::: DATA ENTRIES :::
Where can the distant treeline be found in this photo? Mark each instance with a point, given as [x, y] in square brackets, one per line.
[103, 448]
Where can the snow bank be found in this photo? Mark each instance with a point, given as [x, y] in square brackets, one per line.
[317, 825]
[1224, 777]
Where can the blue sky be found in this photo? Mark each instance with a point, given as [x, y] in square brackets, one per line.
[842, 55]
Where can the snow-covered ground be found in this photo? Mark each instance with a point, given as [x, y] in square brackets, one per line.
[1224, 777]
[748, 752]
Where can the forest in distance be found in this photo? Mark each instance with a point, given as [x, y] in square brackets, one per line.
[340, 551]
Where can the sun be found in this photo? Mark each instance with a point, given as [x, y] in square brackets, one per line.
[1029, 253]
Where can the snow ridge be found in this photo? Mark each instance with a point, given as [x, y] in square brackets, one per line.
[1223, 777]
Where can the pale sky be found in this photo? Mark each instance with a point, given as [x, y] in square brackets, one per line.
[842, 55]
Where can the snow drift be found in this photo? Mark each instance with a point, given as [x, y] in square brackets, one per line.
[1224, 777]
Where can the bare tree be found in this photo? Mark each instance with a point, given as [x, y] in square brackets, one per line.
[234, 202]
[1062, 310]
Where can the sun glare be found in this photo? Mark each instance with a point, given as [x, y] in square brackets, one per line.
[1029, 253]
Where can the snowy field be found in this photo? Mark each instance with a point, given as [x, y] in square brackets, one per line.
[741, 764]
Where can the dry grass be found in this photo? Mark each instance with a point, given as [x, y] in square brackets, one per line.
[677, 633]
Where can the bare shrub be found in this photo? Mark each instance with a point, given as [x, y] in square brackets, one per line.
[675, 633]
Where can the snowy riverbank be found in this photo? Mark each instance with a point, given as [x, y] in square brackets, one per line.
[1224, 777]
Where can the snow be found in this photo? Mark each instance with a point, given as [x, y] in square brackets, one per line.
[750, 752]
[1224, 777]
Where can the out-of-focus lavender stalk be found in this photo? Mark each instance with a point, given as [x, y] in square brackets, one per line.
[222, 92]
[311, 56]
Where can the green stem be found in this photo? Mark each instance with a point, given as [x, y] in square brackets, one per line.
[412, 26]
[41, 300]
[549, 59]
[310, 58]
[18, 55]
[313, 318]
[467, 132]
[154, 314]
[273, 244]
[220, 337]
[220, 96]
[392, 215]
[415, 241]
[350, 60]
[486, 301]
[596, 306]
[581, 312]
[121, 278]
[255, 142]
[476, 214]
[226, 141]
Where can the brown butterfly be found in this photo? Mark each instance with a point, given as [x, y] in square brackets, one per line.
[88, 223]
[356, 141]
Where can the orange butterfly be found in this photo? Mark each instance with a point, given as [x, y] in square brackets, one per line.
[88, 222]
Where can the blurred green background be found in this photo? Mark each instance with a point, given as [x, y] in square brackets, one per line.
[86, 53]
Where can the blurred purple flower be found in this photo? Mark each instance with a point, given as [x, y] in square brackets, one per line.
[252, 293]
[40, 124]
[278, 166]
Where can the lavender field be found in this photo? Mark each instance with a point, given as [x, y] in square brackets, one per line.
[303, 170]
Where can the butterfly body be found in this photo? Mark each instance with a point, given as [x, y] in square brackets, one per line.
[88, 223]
:::
▶ [EXERCISE DIRECTIONS] Copy out word for word every line from the one containing "Where can the blurred green" through the last line of the entries, inclusive.

▶ [OUTPUT]
Where can the blurred green background be found in this photo? Mark each instance with a point, given as [x, y] in square brackets, one per line.
[86, 53]
Where can the blurred purple flower be found in this photo? Mark each instance with a point, given as [x, y] in square brackets, one per line.
[252, 293]
[40, 124]
[278, 166]
Where can the lavender field be found in this photo? Mark each instance with a point, given as [x, y] in square brackets, one per line.
[303, 170]
Where can the butterfly body be found in this photo? Mark each instance with a point, given as [x, y] in square brackets, one per line.
[88, 223]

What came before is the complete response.